**Sua tarefa**. Apresente as linhas de todos os registros abaixo como uma lista JSON de strings, com uma string para cada linha. Omita as linhas em branco.

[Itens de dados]
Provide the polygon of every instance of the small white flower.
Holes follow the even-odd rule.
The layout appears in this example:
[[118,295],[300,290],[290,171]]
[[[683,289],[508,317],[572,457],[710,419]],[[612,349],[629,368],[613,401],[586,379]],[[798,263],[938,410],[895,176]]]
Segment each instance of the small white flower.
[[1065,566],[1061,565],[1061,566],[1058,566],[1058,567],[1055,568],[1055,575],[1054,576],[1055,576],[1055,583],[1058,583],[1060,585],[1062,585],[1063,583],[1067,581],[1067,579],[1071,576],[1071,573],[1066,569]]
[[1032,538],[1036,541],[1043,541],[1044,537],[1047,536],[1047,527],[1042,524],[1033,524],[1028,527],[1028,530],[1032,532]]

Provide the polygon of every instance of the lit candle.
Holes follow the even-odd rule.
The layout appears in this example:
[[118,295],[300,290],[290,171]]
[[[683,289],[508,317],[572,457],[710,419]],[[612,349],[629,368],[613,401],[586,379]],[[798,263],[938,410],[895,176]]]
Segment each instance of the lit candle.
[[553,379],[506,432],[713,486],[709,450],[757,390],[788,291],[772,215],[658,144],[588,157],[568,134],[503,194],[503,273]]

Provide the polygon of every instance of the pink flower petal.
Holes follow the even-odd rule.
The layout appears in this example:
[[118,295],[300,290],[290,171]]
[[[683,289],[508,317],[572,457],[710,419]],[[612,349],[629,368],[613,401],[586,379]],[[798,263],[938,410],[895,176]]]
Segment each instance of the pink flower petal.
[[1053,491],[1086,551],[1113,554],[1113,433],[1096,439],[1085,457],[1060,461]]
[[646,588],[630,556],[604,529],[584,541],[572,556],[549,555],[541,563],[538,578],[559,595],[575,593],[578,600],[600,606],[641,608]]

**Resultado do exercício**.
[
  "Provide the polygon of every instance of the small white flower.",
  "Holes follow the even-odd rule.",
  "The layout appears in this example:",
  "[[118,295],[300,290],[290,171]]",
  "[[[683,289],[508,317],[572,457],[710,419]],[[612,349],[629,368],[613,401],[586,379]],[[798,263],[938,410],[895,176]]]",
  "Segment each instance of the small white flower.",
  "[[1065,566],[1061,565],[1061,566],[1058,566],[1058,567],[1055,568],[1055,575],[1054,576],[1055,576],[1055,583],[1058,583],[1060,585],[1062,585],[1063,583],[1067,581],[1067,579],[1071,576],[1071,573],[1066,569]]",
  "[[1032,538],[1036,541],[1043,541],[1044,537],[1047,536],[1047,527],[1042,524],[1033,524],[1028,527],[1028,530],[1032,532]]",
  "Provide the polygon of every instance of the lit candle.",
  "Holes follow the even-odd rule.",
  "The layout appears in this example:",
  "[[118,295],[300,290],[290,171]]",
  "[[[683,289],[508,317],[572,457],[710,419]],[[612,349],[629,368],[613,401],[586,379]],[[798,263],[938,410],[895,176]]]",
  "Segment each instance of the lit candle.",
  "[[553,379],[506,432],[713,486],[709,450],[757,390],[788,291],[772,215],[658,144],[588,157],[568,134],[503,194],[503,273]]",
  "Provide the polygon of every instance of the pink flower petal.",
  "Holes follow the even-odd rule.",
  "The layout appears in this example:",
  "[[118,295],[300,290],[290,171]]",
  "[[[683,289],[508,317],[572,457],[710,419]],[[612,349],[629,368],[613,401],[586,379]],[[798,263],[938,410],[895,176]]]",
  "Segment each instance of the pink flower petal.",
  "[[1053,491],[1086,551],[1113,554],[1113,433],[1096,439],[1085,457],[1060,461]]",
  "[[646,588],[630,556],[604,529],[584,541],[572,556],[549,555],[541,563],[538,578],[559,595],[575,593],[578,600],[600,606],[641,608]]"
]